Texte à lire:
=====

Même si Poulenc étudie la composition avec Charles Koechlin, il reste un autodidacte, à la musique inclassable et réellement typique.
Moine ou voyou : un compositeur ambivalent
Après des compositions légères (dont les chansons gaillardes) la mort de plusieurs amis et du compositeur Pierre-Octave Ferroud, puis un pèlerinage à la Vierge noire de Rocamadour le ramène à sa foi catholique. Après avoir perdu deux de ses compagnons, Francis Poulenc se sent envahi par la peur de la mort, et c’est dans ce contexte que Guido Valcarenghi, directeur des éditions Ricordi, lui propose un ballet sur Sainte Marguerite de Crotone, qu’il décline. Néanmoins touché par ce sujet religieux, il accepte la seconde proposition de celui-ci : raconter le martyre des carmélites de Compiègne. Il accepte de prendre en charge la composition mais demande également de se charger du livret. Celui-ci s’inspire d’un scénario posthume de Georges Bernanos et d’une nouvelle de l’autrice allemande Gertrud Von Lefort (La dernière à l’échafaud).
Dialogues des Carmélites est l’œuvre de sa vie, elle l’habite littéralement de 1953 à 1957, quand l’opéra sera représenté en italien à la Scala de Milan et quelques mois plus tard, en français à l’Opéra de Paris.
Un opéra atypique
« Dialogues des carmélites » est un opéra qui ne parle ni de passion amoureuse, ni de jalousie, ni de meurtres, ni de suicide, ni de folie. Il est basé sur une histoire vraie, celle de religieuses, prises dans la tourmente de l’histoire, et de la Révolution française, et qui finiront à l’échafaud.
L’opéra est composé de trois actes, eux-mêmes découpés en différents tableaux, ponctués d’interludes. Ce n’est pas non plus une œuvre avec de grands airs. Elle ne verse pas dans l’atonalité en vogue à l’époque, mais elle propose une succession de récitatifs mélodiques. À chaque personnage correspond un motif récurrent, l’orchestre habille le livret de façon subtile. L’arrangement offre des moments de grandeur pour les chœurs vocaux.
Il regroupe également une distribution essentiellement féminine, et dans la version qui est présentée à Liège, nous pouvons entendre des artistes extrêmement talentueux.
L’histoire
Elle se passe pendant la Révolution française. On suit le destin de Blanche de la Force, une jeune aristocrate extrêmement impressionnable. Elle porte en elle une grande angoisse de la vie et de la mort, qui lui vient des circonstances de sa naissance. En effet, lorsque sa maman l’attendait, elle a été prise dans une révolte populaire, et choquée, elle est rentrée chez elle et est morte en donnant naissance à Blanche.

=====

Consigne: Modifiez le passage du texte sur l'opéra de Poulenc, de « Un opéra atypique » jusqu'à « finiront à l’échafaud. », en remplaçant « religieuses » par « moniales ». Appuyez-vous uniquement sur le texte pour répondre.

=====

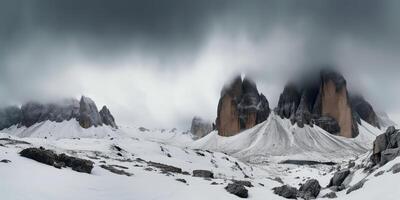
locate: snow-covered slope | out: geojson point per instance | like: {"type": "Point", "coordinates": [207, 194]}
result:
{"type": "Point", "coordinates": [276, 139]}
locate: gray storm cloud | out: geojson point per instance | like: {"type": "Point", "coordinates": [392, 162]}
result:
{"type": "Point", "coordinates": [158, 63]}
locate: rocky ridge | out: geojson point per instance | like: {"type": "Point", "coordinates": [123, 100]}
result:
{"type": "Point", "coordinates": [240, 107]}
{"type": "Point", "coordinates": [84, 111]}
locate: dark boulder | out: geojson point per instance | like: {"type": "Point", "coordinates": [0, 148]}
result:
{"type": "Point", "coordinates": [329, 124]}
{"type": "Point", "coordinates": [237, 189]}
{"type": "Point", "coordinates": [286, 191]}
{"type": "Point", "coordinates": [244, 183]}
{"type": "Point", "coordinates": [40, 155]}
{"type": "Point", "coordinates": [165, 168]}
{"type": "Point", "coordinates": [200, 127]}
{"type": "Point", "coordinates": [107, 118]}
{"type": "Point", "coordinates": [10, 116]}
{"type": "Point", "coordinates": [311, 188]}
{"type": "Point", "coordinates": [339, 177]}
{"type": "Point", "coordinates": [386, 146]}
{"type": "Point", "coordinates": [88, 114]}
{"type": "Point", "coordinates": [330, 195]}
{"type": "Point", "coordinates": [357, 186]}
{"type": "Point", "coordinates": [48, 157]}
{"type": "Point", "coordinates": [240, 107]}
{"type": "Point", "coordinates": [77, 164]}
{"type": "Point", "coordinates": [203, 173]}
{"type": "Point", "coordinates": [364, 110]}
{"type": "Point", "coordinates": [115, 170]}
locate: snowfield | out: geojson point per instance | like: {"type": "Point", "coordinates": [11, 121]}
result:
{"type": "Point", "coordinates": [253, 155]}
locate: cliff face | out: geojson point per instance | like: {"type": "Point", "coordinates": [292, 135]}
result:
{"type": "Point", "coordinates": [84, 111]}
{"type": "Point", "coordinates": [335, 103]}
{"type": "Point", "coordinates": [240, 107]}
{"type": "Point", "coordinates": [324, 102]}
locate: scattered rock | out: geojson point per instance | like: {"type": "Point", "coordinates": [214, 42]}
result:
{"type": "Point", "coordinates": [330, 195]}
{"type": "Point", "coordinates": [395, 168]}
{"type": "Point", "coordinates": [200, 127]}
{"type": "Point", "coordinates": [339, 177]}
{"type": "Point", "coordinates": [50, 158]}
{"type": "Point", "coordinates": [357, 186]}
{"type": "Point", "coordinates": [244, 183]}
{"type": "Point", "coordinates": [203, 173]}
{"type": "Point", "coordinates": [107, 118]}
{"type": "Point", "coordinates": [165, 168]}
{"type": "Point", "coordinates": [115, 170]}
{"type": "Point", "coordinates": [181, 180]}
{"type": "Point", "coordinates": [379, 173]}
{"type": "Point", "coordinates": [286, 191]}
{"type": "Point", "coordinates": [311, 188]}
{"type": "Point", "coordinates": [237, 189]}
{"type": "Point", "coordinates": [5, 161]}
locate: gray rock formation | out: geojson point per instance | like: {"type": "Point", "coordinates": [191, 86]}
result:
{"type": "Point", "coordinates": [323, 101]}
{"type": "Point", "coordinates": [310, 189]}
{"type": "Point", "coordinates": [88, 114]}
{"type": "Point", "coordinates": [10, 116]}
{"type": "Point", "coordinates": [107, 118]}
{"type": "Point", "coordinates": [339, 177]}
{"type": "Point", "coordinates": [286, 191]}
{"type": "Point", "coordinates": [33, 112]}
{"type": "Point", "coordinates": [200, 128]}
{"type": "Point", "coordinates": [240, 107]}
{"type": "Point", "coordinates": [364, 110]}
{"type": "Point", "coordinates": [237, 189]}
{"type": "Point", "coordinates": [386, 146]}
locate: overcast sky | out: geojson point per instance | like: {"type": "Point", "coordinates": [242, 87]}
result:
{"type": "Point", "coordinates": [159, 63]}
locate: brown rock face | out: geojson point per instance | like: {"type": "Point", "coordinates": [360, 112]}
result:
{"type": "Point", "coordinates": [335, 103]}
{"type": "Point", "coordinates": [323, 101]}
{"type": "Point", "coordinates": [240, 107]}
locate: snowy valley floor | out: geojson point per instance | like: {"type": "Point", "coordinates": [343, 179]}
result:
{"type": "Point", "coordinates": [133, 153]}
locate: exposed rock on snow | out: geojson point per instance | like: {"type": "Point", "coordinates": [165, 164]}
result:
{"type": "Point", "coordinates": [48, 157]}
{"type": "Point", "coordinates": [310, 189]}
{"type": "Point", "coordinates": [203, 173]}
{"type": "Point", "coordinates": [200, 127]}
{"type": "Point", "coordinates": [32, 113]}
{"type": "Point", "coordinates": [240, 107]}
{"type": "Point", "coordinates": [10, 116]}
{"type": "Point", "coordinates": [237, 189]}
{"type": "Point", "coordinates": [330, 195]}
{"type": "Point", "coordinates": [286, 191]}
{"type": "Point", "coordinates": [88, 114]}
{"type": "Point", "coordinates": [115, 170]}
{"type": "Point", "coordinates": [323, 101]}
{"type": "Point", "coordinates": [338, 178]}
{"type": "Point", "coordinates": [364, 110]}
{"type": "Point", "coordinates": [386, 146]}
{"type": "Point", "coordinates": [357, 186]}
{"type": "Point", "coordinates": [107, 118]}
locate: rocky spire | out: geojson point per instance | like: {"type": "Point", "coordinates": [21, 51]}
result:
{"type": "Point", "coordinates": [240, 107]}
{"type": "Point", "coordinates": [88, 114]}
{"type": "Point", "coordinates": [107, 118]}
{"type": "Point", "coordinates": [324, 102]}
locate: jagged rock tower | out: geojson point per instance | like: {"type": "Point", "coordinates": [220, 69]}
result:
{"type": "Point", "coordinates": [240, 107]}
{"type": "Point", "coordinates": [326, 103]}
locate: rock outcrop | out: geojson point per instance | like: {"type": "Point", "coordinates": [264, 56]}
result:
{"type": "Point", "coordinates": [107, 118]}
{"type": "Point", "coordinates": [323, 101]}
{"type": "Point", "coordinates": [30, 113]}
{"type": "Point", "coordinates": [88, 114]}
{"type": "Point", "coordinates": [240, 107]}
{"type": "Point", "coordinates": [10, 116]}
{"type": "Point", "coordinates": [386, 146]}
{"type": "Point", "coordinates": [364, 110]}
{"type": "Point", "coordinates": [200, 128]}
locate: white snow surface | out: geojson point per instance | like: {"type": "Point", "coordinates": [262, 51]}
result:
{"type": "Point", "coordinates": [252, 155]}
{"type": "Point", "coordinates": [277, 139]}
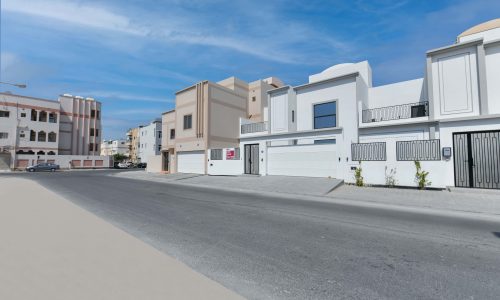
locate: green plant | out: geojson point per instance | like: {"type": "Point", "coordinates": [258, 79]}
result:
{"type": "Point", "coordinates": [421, 176]}
{"type": "Point", "coordinates": [390, 178]}
{"type": "Point", "coordinates": [358, 175]}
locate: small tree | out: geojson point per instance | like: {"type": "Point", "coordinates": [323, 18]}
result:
{"type": "Point", "coordinates": [421, 176]}
{"type": "Point", "coordinates": [358, 175]}
{"type": "Point", "coordinates": [119, 157]}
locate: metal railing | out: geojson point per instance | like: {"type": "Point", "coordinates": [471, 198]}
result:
{"type": "Point", "coordinates": [253, 127]}
{"type": "Point", "coordinates": [396, 112]}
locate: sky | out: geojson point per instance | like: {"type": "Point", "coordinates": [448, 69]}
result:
{"type": "Point", "coordinates": [134, 55]}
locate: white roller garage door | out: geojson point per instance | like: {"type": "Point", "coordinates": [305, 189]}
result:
{"type": "Point", "coordinates": [302, 160]}
{"type": "Point", "coordinates": [191, 162]}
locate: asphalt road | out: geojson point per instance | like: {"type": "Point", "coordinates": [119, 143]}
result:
{"type": "Point", "coordinates": [277, 248]}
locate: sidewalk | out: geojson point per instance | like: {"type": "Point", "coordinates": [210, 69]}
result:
{"type": "Point", "coordinates": [468, 201]}
{"type": "Point", "coordinates": [52, 249]}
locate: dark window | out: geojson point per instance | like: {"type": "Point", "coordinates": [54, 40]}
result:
{"type": "Point", "coordinates": [325, 115]}
{"type": "Point", "coordinates": [52, 137]}
{"type": "Point", "coordinates": [325, 141]}
{"type": "Point", "coordinates": [188, 121]}
{"type": "Point", "coordinates": [52, 118]}
{"type": "Point", "coordinates": [42, 136]}
{"type": "Point", "coordinates": [42, 117]}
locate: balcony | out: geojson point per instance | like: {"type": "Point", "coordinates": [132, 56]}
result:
{"type": "Point", "coordinates": [396, 112]}
{"type": "Point", "coordinates": [253, 127]}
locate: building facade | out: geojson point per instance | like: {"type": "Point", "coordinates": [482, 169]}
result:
{"type": "Point", "coordinates": [207, 116]}
{"type": "Point", "coordinates": [448, 121]}
{"type": "Point", "coordinates": [46, 128]}
{"type": "Point", "coordinates": [150, 137]}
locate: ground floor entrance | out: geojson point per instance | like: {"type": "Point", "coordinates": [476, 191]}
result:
{"type": "Point", "coordinates": [477, 159]}
{"type": "Point", "coordinates": [252, 159]}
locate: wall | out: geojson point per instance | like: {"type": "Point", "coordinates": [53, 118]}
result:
{"type": "Point", "coordinates": [493, 77]}
{"type": "Point", "coordinates": [64, 160]}
{"type": "Point", "coordinates": [224, 166]}
{"type": "Point", "coordinates": [455, 83]}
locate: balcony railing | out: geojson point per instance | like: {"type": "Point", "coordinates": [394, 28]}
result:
{"type": "Point", "coordinates": [253, 127]}
{"type": "Point", "coordinates": [396, 112]}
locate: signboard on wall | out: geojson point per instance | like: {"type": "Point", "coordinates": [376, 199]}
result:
{"type": "Point", "coordinates": [230, 153]}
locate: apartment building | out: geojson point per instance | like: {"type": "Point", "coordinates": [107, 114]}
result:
{"type": "Point", "coordinates": [35, 130]}
{"type": "Point", "coordinates": [149, 141]}
{"type": "Point", "coordinates": [206, 115]}
{"type": "Point", "coordinates": [112, 147]}
{"type": "Point", "coordinates": [133, 144]}
{"type": "Point", "coordinates": [448, 120]}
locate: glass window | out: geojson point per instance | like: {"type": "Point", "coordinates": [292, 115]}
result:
{"type": "Point", "coordinates": [188, 121]}
{"type": "Point", "coordinates": [325, 115]}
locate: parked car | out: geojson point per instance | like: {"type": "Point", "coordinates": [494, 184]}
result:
{"type": "Point", "coordinates": [43, 167]}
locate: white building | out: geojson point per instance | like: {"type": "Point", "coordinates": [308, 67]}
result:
{"type": "Point", "coordinates": [112, 147]}
{"type": "Point", "coordinates": [149, 140]}
{"type": "Point", "coordinates": [449, 120]}
{"type": "Point", "coordinates": [37, 130]}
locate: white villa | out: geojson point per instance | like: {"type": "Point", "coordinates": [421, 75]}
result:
{"type": "Point", "coordinates": [449, 120]}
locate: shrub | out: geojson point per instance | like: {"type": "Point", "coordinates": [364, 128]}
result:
{"type": "Point", "coordinates": [421, 176]}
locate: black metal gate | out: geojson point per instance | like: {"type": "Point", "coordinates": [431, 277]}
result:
{"type": "Point", "coordinates": [252, 159]}
{"type": "Point", "coordinates": [477, 159]}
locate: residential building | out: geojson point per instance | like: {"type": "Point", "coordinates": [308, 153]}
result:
{"type": "Point", "coordinates": [337, 122]}
{"type": "Point", "coordinates": [149, 140]}
{"type": "Point", "coordinates": [112, 147]}
{"type": "Point", "coordinates": [133, 143]}
{"type": "Point", "coordinates": [45, 128]}
{"type": "Point", "coordinates": [207, 116]}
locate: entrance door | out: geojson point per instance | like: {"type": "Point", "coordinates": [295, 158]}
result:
{"type": "Point", "coordinates": [252, 159]}
{"type": "Point", "coordinates": [477, 159]}
{"type": "Point", "coordinates": [166, 161]}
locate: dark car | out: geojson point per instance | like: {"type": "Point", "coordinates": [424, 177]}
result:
{"type": "Point", "coordinates": [43, 167]}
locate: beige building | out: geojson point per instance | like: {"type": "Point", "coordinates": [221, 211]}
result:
{"type": "Point", "coordinates": [206, 116]}
{"type": "Point", "coordinates": [38, 130]}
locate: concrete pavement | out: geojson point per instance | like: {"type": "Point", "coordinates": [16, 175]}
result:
{"type": "Point", "coordinates": [52, 249]}
{"type": "Point", "coordinates": [266, 247]}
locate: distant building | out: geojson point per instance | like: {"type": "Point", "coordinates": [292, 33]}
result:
{"type": "Point", "coordinates": [112, 147]}
{"type": "Point", "coordinates": [149, 140]}
{"type": "Point", "coordinates": [46, 128]}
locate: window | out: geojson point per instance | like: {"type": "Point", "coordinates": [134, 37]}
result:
{"type": "Point", "coordinates": [325, 115]}
{"type": "Point", "coordinates": [216, 154]}
{"type": "Point", "coordinates": [52, 137]}
{"type": "Point", "coordinates": [52, 118]}
{"type": "Point", "coordinates": [188, 121]}
{"type": "Point", "coordinates": [42, 117]}
{"type": "Point", "coordinates": [325, 141]}
{"type": "Point", "coordinates": [42, 136]}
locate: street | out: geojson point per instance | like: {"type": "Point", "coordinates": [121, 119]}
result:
{"type": "Point", "coordinates": [278, 248]}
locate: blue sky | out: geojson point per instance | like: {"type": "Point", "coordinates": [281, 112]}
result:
{"type": "Point", "coordinates": [133, 55]}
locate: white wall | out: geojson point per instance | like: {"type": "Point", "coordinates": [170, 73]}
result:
{"type": "Point", "coordinates": [225, 166]}
{"type": "Point", "coordinates": [455, 83]}
{"type": "Point", "coordinates": [493, 78]}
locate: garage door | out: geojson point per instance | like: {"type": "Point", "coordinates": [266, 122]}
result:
{"type": "Point", "coordinates": [191, 162]}
{"type": "Point", "coordinates": [302, 160]}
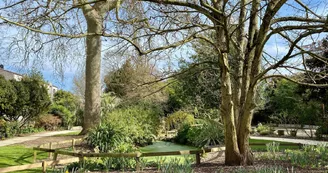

=====

Réponse attendue:
Un opéra atypique
« Dialogues des carmélites » est un opéra qui ne parle ni de passion amoureuse, ni de jalousie, ni de meurtres, ni de suicide, ni de folie. Il est basé sur une histoire vraie, celle de moniales, prises dans la tourmente de l’histoire, et de la Révolution française, et qui finiront à l’échafaud.